**Exercise requirements:** Write the next part of the article below about Al Turgeon and VA home loans, picking up after its last sentence.
BEGIN Given text
Published December 16, 2016 at 10:00 a.m.

Al Turgeon (left) and Joe Haller - OLIVER PARINI
  • Oliver Parini
  • Al Turgeon (left) and Joe Haller

Al Turgeon, a senior administrator at the University of Vermont, spent 24 years in the United States Army on active duty. He served in Alaska, Illinois, Kansas, Colorado, South Korea, Germany and the Middle East as an infantry officer with a specialty in operations, planning and training. His career also included two non-tactical assignments in Vermont as a Reserve Officers' Training Corps instructor.

Wherever possible, Turgeon opted to settle his family into a private home rather than military housing. And in each scenario — for a total of five homes — the Veterans Administration made the mortgage possible.

Through its program, the VA serves as a guarantee for a home loan that enables lenders, such as banks or credit unions, to offer financing with no down payment or mortgage insurance and very low interest rates. Veterans, and those still enlisted, must provide a certificate of eligibility as proof of military service to qualify.
END Given text
BEGIN Extracted material
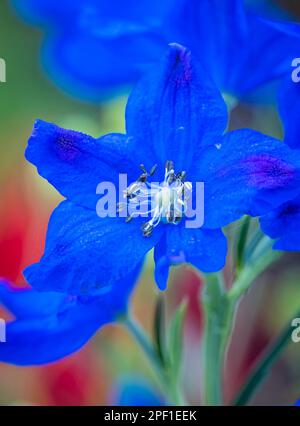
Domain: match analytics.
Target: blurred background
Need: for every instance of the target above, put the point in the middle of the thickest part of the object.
(107, 365)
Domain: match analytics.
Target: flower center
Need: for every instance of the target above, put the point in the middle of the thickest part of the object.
(164, 202)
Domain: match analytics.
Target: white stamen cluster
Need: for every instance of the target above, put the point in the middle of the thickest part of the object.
(167, 200)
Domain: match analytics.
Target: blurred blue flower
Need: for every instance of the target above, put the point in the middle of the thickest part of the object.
(48, 326)
(283, 224)
(136, 392)
(93, 47)
(175, 119)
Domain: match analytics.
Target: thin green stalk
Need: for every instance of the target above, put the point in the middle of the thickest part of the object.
(261, 370)
(219, 313)
(163, 376)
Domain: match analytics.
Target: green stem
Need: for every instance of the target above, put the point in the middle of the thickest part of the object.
(164, 377)
(263, 367)
(219, 314)
(263, 259)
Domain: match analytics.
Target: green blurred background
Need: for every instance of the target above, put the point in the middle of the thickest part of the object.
(26, 201)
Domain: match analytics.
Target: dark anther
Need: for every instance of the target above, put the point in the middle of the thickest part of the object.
(153, 170)
(129, 218)
(143, 177)
(169, 165)
(147, 229)
(181, 175)
(143, 168)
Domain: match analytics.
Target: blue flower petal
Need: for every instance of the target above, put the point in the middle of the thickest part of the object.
(203, 248)
(289, 106)
(75, 163)
(283, 225)
(229, 39)
(52, 333)
(136, 392)
(86, 254)
(111, 65)
(246, 173)
(176, 109)
(92, 46)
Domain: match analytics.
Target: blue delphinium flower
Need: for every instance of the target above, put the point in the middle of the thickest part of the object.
(283, 224)
(94, 45)
(175, 119)
(49, 325)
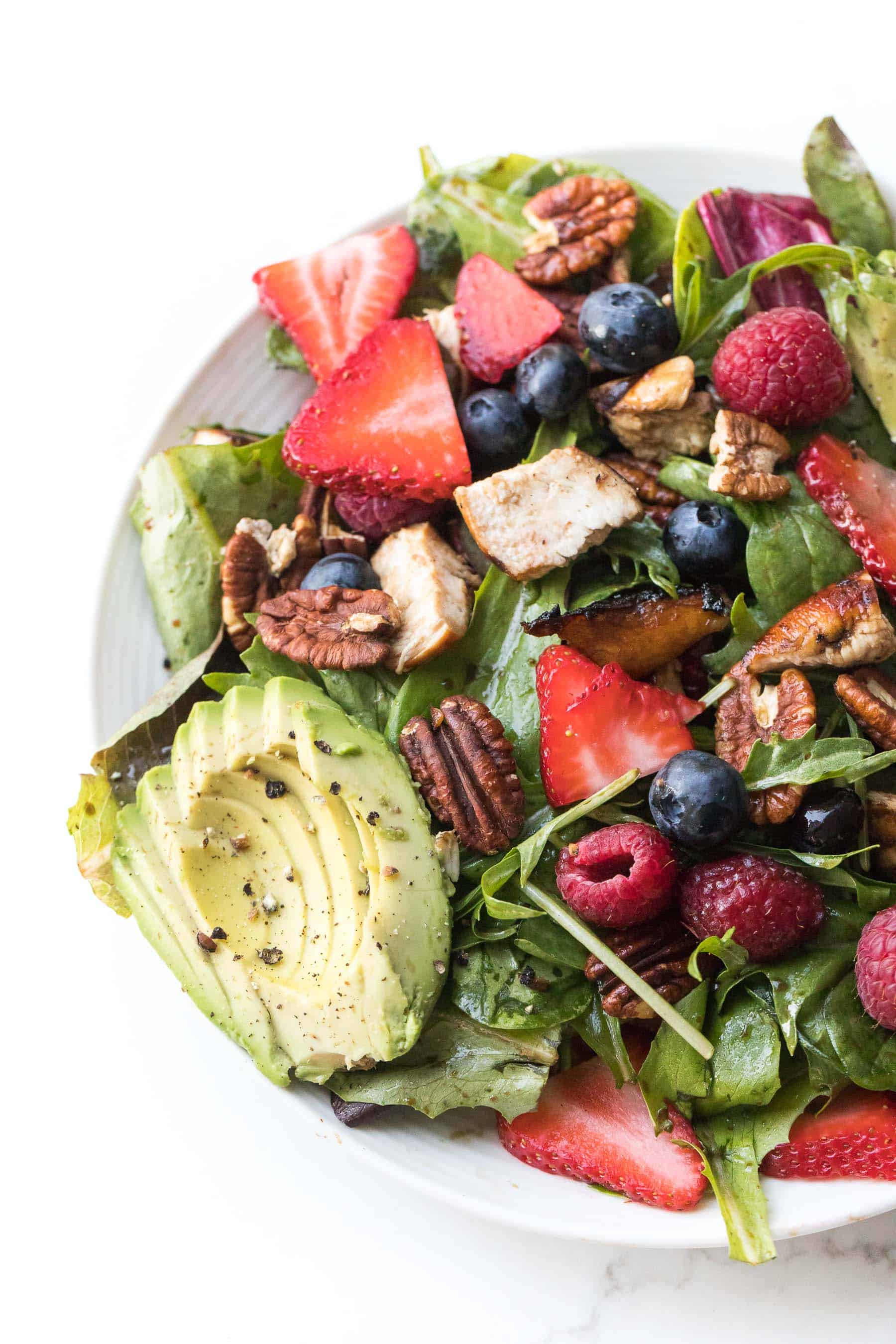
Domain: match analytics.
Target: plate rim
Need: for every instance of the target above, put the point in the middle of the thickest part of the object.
(355, 1143)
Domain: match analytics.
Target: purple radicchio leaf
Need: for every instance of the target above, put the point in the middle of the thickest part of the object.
(747, 226)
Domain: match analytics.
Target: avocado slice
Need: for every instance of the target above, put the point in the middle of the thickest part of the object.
(297, 832)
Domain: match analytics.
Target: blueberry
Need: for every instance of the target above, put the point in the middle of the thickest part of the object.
(828, 820)
(344, 570)
(706, 541)
(495, 429)
(628, 329)
(697, 800)
(551, 381)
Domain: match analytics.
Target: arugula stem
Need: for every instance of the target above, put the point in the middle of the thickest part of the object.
(562, 914)
(718, 691)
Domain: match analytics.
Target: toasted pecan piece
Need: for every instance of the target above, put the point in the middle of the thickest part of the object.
(331, 627)
(464, 765)
(640, 629)
(660, 413)
(659, 952)
(644, 479)
(579, 224)
(882, 828)
(871, 698)
(837, 627)
(751, 713)
(746, 452)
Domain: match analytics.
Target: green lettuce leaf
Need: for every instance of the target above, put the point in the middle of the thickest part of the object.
(120, 764)
(845, 191)
(488, 988)
(458, 1062)
(191, 499)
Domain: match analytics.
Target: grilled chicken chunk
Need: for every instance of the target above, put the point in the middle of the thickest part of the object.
(541, 515)
(432, 586)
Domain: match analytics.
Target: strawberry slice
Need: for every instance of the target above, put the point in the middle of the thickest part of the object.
(385, 424)
(598, 722)
(855, 1136)
(501, 319)
(859, 496)
(589, 1129)
(335, 298)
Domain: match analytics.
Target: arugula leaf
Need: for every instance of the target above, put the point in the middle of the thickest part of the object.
(604, 1035)
(191, 499)
(488, 988)
(802, 760)
(641, 544)
(120, 764)
(845, 191)
(734, 1145)
(284, 352)
(458, 1062)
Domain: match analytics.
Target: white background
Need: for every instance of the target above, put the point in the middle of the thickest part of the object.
(158, 154)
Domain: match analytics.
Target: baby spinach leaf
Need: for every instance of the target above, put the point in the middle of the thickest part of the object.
(604, 1035)
(458, 1062)
(866, 1050)
(283, 351)
(791, 553)
(489, 990)
(673, 1072)
(743, 1070)
(845, 191)
(802, 760)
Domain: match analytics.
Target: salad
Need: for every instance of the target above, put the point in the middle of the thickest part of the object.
(530, 741)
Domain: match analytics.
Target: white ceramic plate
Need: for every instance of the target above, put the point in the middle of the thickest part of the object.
(456, 1159)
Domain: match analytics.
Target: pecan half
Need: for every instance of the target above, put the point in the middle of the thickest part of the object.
(659, 414)
(837, 627)
(578, 224)
(871, 698)
(882, 828)
(466, 773)
(751, 713)
(330, 627)
(644, 479)
(659, 952)
(746, 452)
(246, 580)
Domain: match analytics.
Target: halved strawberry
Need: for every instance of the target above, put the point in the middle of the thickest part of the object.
(501, 319)
(385, 424)
(598, 722)
(859, 496)
(855, 1136)
(335, 298)
(589, 1129)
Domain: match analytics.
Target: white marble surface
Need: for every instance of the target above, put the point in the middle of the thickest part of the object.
(159, 156)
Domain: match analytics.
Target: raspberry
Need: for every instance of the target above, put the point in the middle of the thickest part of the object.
(772, 907)
(618, 877)
(876, 968)
(785, 366)
(378, 515)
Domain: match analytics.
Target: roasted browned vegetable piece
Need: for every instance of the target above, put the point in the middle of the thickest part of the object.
(641, 629)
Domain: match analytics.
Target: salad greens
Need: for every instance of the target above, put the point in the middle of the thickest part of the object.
(751, 1046)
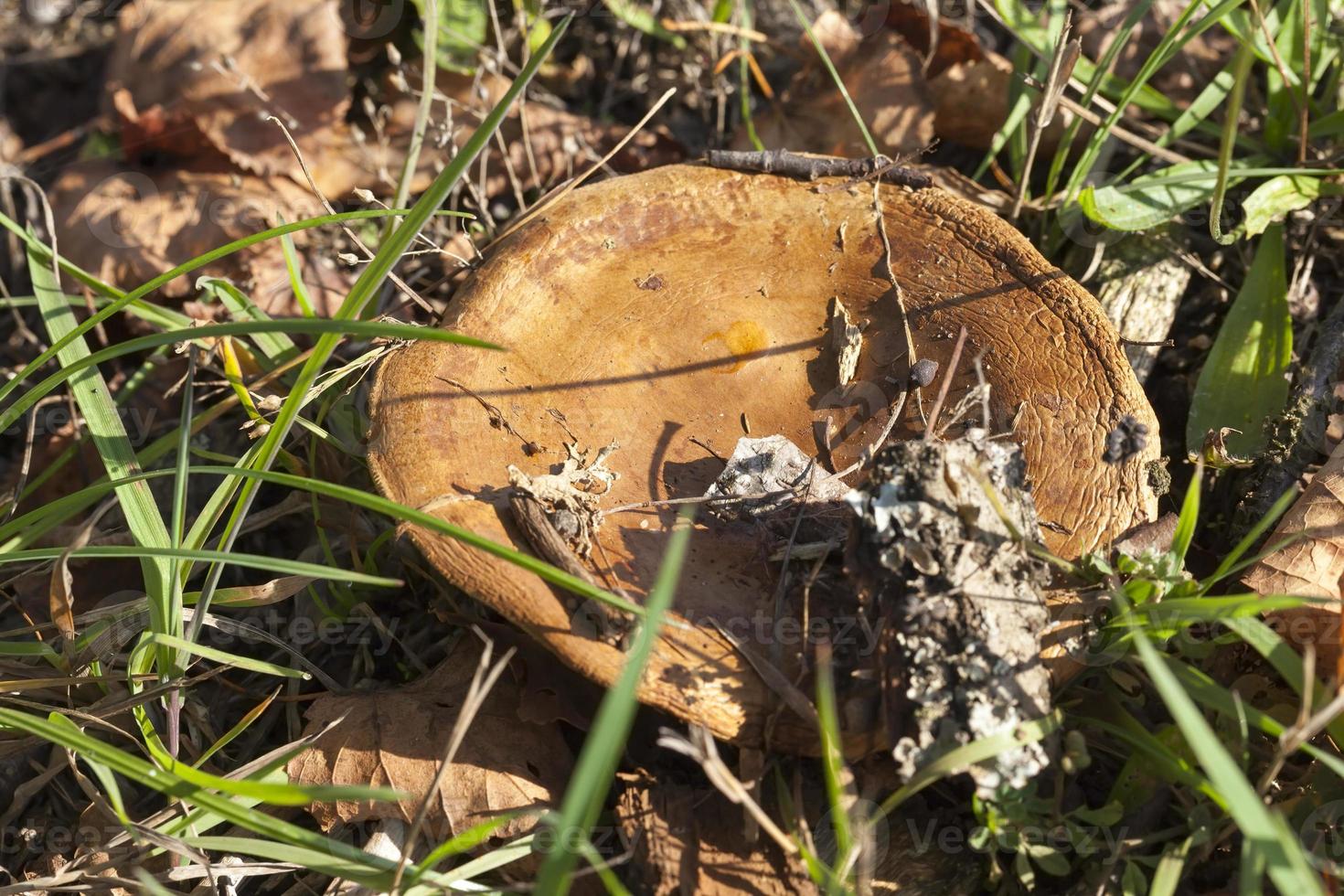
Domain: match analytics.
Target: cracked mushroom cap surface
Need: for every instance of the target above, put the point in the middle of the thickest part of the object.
(669, 309)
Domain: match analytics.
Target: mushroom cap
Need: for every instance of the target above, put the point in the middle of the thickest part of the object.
(663, 311)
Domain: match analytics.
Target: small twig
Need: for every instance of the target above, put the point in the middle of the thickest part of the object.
(702, 749)
(1061, 70)
(560, 192)
(718, 27)
(411, 293)
(946, 384)
(791, 164)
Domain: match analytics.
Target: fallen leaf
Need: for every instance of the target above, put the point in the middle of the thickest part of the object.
(955, 45)
(1310, 566)
(884, 80)
(398, 738)
(129, 225)
(215, 70)
(971, 103)
(689, 840)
END Extracted material
**Written answer:**
Turgeon first learned about VA loans in 1986 while teaching at Norwich University. He was 27 and married with two sons, ages 4 and 2 (a third son came later). They had little cash to spare. Still, Turgeon wanted to put down roots even though his military career would inevitably pull them up again. The young family found an affordable place in Northfield and took up residence for five years — courtesy of a VA loan and sweat equity.

"It was an old farmhouse with a lot of deferred maintenance," Turgeon recalls. "The low-cost loan helped me save resources for fixing things that needed to be done while allowing me to invest in a home."

Since then, Turgeon has used VA loans to purchase a new dwelling in Fort Leavenworth, Kan., a contemporary house in Colorado Springs and a clapboard home in an established Essex neighborhood.

"In every respect," Turgeon says, "I've been able to save a substantial amount of money because of the low transactional costs associated with a VA loan."

For those interested in following suit, he has a few suggestions. "Get yourself a lender that has processed VA loans. You want to depend on someone who is very knowledgeable," he advises. "And make use of the VA website or a benefits counselor for details on the process as well as the certificate of eligibility."

Jon Templeton, a real estate agent with Larkin Realty who served in the U.S. Navy from 1984 to 1990, encourages anyone who qualifies to make use of what he believes is an exceptional value. "The VA loan program is an awesome benefit for our military families," he says. "I don't see any reason why a veteran wouldn't want to take advantage of it."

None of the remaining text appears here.